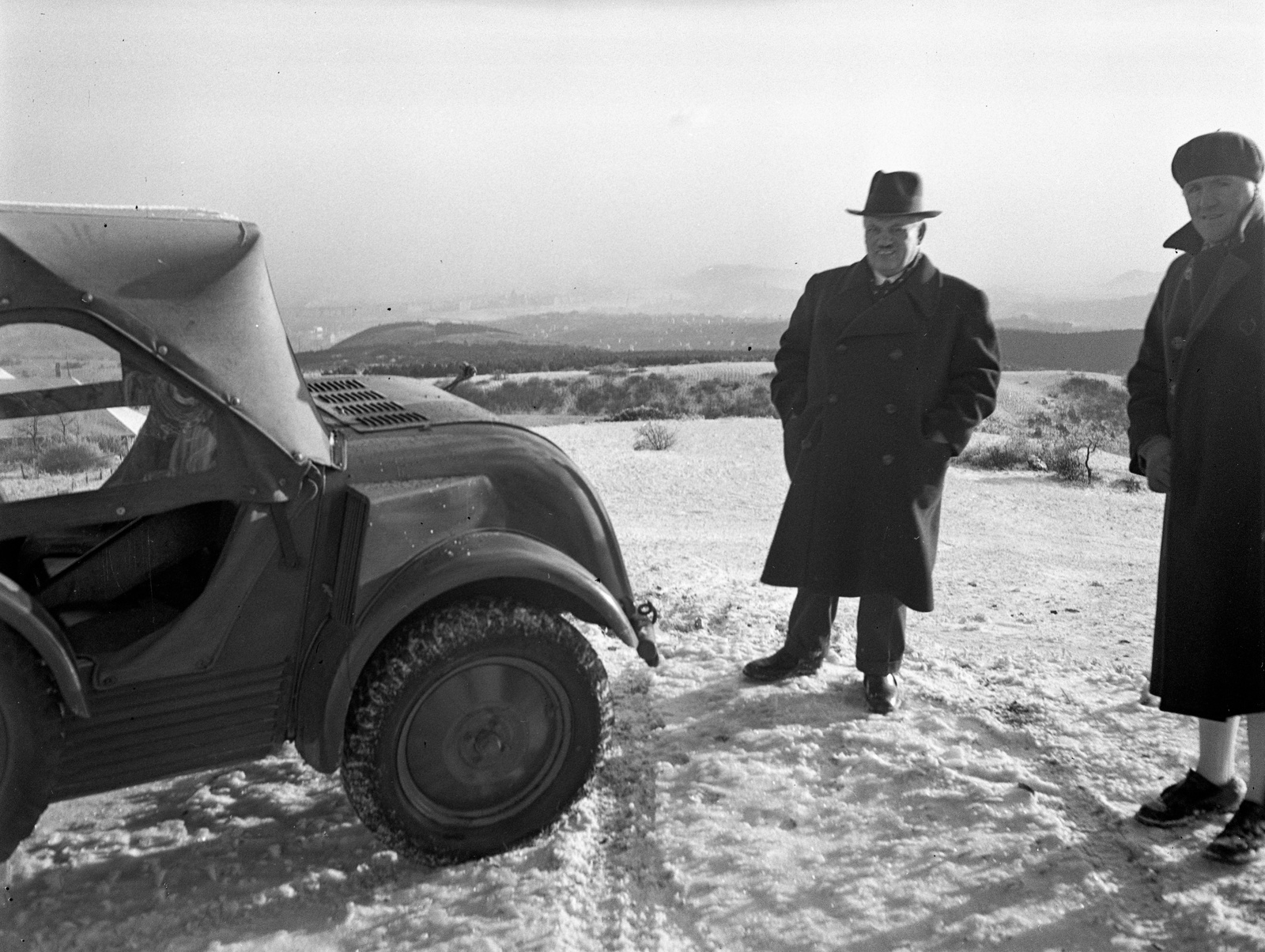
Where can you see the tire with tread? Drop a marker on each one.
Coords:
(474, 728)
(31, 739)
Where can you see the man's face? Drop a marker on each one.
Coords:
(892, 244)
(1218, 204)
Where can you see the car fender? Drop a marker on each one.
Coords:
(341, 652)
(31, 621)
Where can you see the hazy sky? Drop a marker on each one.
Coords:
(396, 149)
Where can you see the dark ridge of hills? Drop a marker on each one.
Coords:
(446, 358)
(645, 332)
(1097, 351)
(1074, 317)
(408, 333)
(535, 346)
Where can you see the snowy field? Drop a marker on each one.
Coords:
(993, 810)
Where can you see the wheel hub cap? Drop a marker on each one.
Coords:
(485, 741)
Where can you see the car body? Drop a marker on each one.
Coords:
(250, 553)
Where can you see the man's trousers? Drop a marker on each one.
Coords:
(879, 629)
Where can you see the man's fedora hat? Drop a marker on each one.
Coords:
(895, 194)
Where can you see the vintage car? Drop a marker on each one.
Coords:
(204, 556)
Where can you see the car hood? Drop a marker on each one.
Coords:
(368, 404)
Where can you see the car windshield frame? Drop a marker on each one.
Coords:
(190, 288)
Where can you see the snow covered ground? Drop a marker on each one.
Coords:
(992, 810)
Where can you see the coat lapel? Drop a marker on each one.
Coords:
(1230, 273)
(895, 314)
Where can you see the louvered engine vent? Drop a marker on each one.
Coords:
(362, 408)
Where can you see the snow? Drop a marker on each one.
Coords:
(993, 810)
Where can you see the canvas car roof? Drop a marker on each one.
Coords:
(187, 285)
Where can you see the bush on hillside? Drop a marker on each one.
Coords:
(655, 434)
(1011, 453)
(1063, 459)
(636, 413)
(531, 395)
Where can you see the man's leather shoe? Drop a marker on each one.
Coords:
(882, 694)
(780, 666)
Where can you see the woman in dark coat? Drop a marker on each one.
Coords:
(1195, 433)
__________________________________________________
**TASK DIRECTIONS**
Copy the material above word for word, images excluded.

**REPLY**
Where can you see the tire with tread? Drop a marker on each one.
Coords:
(474, 728)
(31, 739)
Where can you see the man's face? Drop a marker on each one.
Coords:
(892, 244)
(1218, 204)
Where can you see the car fender? Drop a marker on each one.
Coords:
(341, 652)
(31, 621)
Where can you see the hazy sky? Drop a marker on each one.
Coords:
(396, 149)
Where can you see the dark ridge of hills? Drop a marker on each one.
Coords:
(446, 358)
(645, 332)
(1097, 351)
(1074, 317)
(408, 333)
(535, 346)
Where can you see the snowy field? Drop a marker on each one.
Coords:
(993, 810)
Where can you see the wheel hub cap? Drop a marker on each one.
Coords:
(485, 741)
Where can you see the car body? Drop a marker on each one.
Coords:
(250, 553)
Where can you see the man's trousers? Drop a marker on each one.
Coords:
(879, 629)
Where can you see the man's fedora hat? Drop a marker on each one.
Coords:
(895, 194)
Where can you see the vintage car? Drop a marker on each one.
Coords:
(204, 556)
Where can you see the car hood? Drop a marker on each one.
Coords:
(368, 404)
Where can you see the car windshield frame? Drop a marker on each one.
Coords:
(190, 288)
Where can you see the snow covered ground? Drop a marker on each one.
Coords:
(992, 810)
Where can you see the coat lapel? Drop a marker on each one.
Coords:
(1230, 273)
(895, 314)
Where can you see the louvered engine vent? Drop a marker on each one.
Coords:
(362, 408)
Where can you see the snow? Drop a marker on each one.
Coords:
(993, 810)
Where can you see the canvas car roof? Drop a marker on each one.
Coords:
(187, 285)
Where can you see the bush on hillside? Drop a marker on each one.
Coords:
(655, 434)
(1011, 453)
(1063, 459)
(636, 413)
(531, 395)
Where can you see the man's leather shoe? Drop a marker on each one.
Coords:
(882, 694)
(780, 666)
Where can you see the woman in dark coat? Drop a marker on each one.
Coords:
(1195, 433)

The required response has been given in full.